> _GIVEN TASK_
Move the lines starting at the one containing "[indicate] the wooden chest" and ending at the one containing "(1055, 319)" into your reply, requests included, adding 38 to every number in the point coordinates.

> _STORED ROWS_
(begin)

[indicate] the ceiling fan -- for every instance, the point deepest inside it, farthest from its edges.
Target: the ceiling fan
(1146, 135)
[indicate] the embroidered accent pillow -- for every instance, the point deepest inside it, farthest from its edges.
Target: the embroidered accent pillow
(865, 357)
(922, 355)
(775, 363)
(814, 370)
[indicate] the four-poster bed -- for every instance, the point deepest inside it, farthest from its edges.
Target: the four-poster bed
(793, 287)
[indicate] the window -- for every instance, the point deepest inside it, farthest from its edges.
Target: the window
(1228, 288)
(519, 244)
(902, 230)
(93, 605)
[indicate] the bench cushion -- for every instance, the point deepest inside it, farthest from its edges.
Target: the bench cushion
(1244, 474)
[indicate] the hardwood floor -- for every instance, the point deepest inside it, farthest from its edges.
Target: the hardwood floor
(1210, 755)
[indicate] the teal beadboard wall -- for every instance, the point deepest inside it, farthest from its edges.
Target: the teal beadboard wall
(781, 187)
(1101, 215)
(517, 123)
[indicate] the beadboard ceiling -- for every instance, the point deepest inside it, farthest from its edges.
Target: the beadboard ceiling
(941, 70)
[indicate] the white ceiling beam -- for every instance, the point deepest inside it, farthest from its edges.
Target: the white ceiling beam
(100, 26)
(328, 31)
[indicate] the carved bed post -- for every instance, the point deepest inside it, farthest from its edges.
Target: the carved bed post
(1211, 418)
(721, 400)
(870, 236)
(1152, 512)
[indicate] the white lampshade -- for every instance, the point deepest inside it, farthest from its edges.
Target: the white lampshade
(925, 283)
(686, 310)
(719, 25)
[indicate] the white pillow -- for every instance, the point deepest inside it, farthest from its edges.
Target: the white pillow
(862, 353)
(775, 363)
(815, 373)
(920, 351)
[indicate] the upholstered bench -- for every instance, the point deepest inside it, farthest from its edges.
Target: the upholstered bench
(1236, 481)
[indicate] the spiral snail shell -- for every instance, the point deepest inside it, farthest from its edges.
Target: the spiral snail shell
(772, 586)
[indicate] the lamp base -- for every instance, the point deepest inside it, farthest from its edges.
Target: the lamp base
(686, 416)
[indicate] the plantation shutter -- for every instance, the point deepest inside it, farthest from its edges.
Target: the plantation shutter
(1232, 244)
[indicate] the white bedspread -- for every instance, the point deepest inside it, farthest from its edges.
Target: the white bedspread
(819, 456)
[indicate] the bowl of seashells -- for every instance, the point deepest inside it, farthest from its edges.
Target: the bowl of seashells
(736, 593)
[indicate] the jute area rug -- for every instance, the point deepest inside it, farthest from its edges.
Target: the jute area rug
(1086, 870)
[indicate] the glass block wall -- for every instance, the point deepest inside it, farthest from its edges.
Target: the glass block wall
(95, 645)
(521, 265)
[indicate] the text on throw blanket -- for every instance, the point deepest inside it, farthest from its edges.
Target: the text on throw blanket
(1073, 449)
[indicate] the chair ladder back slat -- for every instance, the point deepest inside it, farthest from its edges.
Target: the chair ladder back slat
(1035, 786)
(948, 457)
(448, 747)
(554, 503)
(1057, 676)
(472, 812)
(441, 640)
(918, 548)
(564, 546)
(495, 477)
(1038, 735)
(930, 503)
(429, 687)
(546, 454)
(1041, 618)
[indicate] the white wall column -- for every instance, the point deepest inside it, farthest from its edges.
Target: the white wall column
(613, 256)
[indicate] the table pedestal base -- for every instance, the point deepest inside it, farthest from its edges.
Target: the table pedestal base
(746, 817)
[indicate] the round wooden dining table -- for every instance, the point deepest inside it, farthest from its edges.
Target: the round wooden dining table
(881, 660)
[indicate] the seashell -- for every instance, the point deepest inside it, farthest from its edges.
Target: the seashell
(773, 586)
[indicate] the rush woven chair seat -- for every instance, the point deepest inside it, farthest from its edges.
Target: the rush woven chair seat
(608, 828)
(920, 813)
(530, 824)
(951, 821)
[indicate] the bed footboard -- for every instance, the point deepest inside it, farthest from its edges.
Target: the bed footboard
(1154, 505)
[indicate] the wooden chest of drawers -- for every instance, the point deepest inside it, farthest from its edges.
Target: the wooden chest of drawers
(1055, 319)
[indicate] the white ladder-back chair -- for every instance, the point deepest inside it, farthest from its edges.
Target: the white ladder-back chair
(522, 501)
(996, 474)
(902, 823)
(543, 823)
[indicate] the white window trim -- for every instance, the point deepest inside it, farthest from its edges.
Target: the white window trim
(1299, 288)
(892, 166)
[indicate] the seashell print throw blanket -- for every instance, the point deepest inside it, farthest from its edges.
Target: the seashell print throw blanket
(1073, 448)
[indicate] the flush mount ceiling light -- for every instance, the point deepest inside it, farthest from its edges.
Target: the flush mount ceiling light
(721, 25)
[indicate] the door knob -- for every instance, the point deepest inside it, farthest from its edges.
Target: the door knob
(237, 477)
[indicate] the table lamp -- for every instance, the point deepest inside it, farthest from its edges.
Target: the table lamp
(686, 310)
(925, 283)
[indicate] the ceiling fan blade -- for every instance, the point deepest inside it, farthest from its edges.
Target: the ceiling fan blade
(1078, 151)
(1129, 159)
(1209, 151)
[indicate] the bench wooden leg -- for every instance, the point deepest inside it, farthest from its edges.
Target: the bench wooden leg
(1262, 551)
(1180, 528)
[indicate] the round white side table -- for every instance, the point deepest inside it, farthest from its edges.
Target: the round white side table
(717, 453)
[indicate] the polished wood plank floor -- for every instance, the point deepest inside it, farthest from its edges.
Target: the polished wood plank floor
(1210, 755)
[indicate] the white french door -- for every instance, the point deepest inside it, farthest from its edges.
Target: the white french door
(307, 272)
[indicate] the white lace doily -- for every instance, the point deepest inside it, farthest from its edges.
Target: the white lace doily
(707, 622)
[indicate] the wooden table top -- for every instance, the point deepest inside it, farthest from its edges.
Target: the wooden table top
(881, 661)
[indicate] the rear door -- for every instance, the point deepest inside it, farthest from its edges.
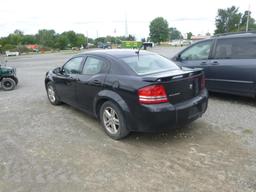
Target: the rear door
(234, 66)
(65, 81)
(198, 56)
(91, 81)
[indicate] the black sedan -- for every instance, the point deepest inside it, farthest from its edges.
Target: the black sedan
(129, 90)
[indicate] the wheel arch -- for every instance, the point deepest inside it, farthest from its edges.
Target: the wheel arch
(108, 95)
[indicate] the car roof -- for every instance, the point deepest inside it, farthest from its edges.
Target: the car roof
(117, 53)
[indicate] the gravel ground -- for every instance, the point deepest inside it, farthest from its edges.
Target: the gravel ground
(48, 148)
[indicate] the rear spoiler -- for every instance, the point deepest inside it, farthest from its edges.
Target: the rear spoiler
(186, 74)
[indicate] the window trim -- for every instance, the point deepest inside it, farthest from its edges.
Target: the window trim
(228, 38)
(203, 41)
(81, 64)
(104, 69)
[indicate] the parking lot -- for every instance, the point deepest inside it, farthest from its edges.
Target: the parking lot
(49, 148)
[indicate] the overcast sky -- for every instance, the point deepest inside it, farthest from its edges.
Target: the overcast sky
(100, 18)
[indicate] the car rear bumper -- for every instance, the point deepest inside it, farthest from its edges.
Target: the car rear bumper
(162, 117)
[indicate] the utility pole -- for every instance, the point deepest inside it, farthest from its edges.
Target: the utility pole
(247, 22)
(126, 25)
(248, 17)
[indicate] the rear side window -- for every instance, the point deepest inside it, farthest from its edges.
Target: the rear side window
(199, 51)
(92, 66)
(236, 48)
(73, 65)
(147, 64)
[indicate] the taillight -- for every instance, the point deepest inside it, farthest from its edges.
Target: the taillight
(202, 86)
(153, 94)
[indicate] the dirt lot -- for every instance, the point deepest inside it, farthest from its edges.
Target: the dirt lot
(48, 148)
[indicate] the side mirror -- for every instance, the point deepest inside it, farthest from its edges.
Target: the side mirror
(178, 58)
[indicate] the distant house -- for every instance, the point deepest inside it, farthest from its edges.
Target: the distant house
(199, 37)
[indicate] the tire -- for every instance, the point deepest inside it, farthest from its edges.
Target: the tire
(112, 121)
(52, 95)
(8, 84)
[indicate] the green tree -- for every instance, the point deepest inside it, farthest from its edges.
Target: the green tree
(15, 38)
(61, 42)
(159, 30)
(80, 40)
(251, 23)
(227, 20)
(46, 37)
(175, 34)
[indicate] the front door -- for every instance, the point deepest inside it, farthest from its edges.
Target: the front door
(66, 79)
(91, 81)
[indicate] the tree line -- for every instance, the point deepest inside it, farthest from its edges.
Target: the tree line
(227, 20)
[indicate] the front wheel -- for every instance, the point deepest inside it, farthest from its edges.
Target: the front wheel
(8, 84)
(52, 95)
(112, 121)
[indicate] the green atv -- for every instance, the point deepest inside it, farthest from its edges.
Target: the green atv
(8, 79)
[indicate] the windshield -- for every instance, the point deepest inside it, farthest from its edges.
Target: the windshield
(147, 64)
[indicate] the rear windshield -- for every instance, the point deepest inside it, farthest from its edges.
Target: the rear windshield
(147, 64)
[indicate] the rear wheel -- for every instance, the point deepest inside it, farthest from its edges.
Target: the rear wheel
(52, 95)
(112, 121)
(8, 84)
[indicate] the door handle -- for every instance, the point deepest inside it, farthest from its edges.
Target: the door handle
(74, 78)
(95, 82)
(215, 63)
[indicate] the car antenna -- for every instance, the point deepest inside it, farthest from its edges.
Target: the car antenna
(138, 51)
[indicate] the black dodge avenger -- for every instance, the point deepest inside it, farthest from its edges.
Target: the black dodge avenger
(129, 90)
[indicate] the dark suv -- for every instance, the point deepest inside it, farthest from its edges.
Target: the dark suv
(229, 62)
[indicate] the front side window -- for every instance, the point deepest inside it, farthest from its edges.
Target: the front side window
(236, 48)
(147, 64)
(199, 51)
(73, 66)
(92, 66)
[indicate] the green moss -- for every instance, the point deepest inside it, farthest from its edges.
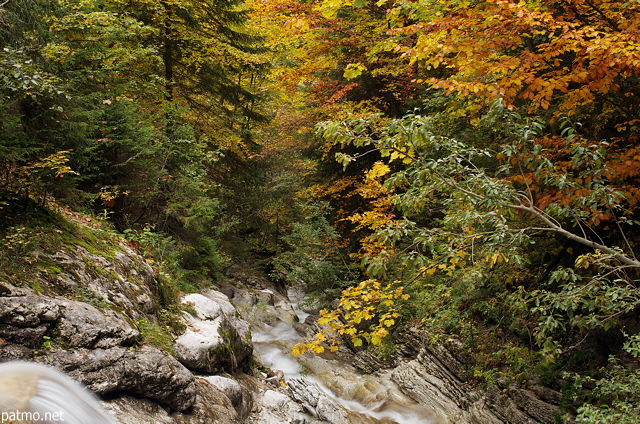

(end)

> _SOLUTION TO THIS TASK_
[indicate] the wooden chest of drawers -- for every instance, the point deepest inside it, farthest from its edges.
Target: the wooden chest of drawers
(1093, 357)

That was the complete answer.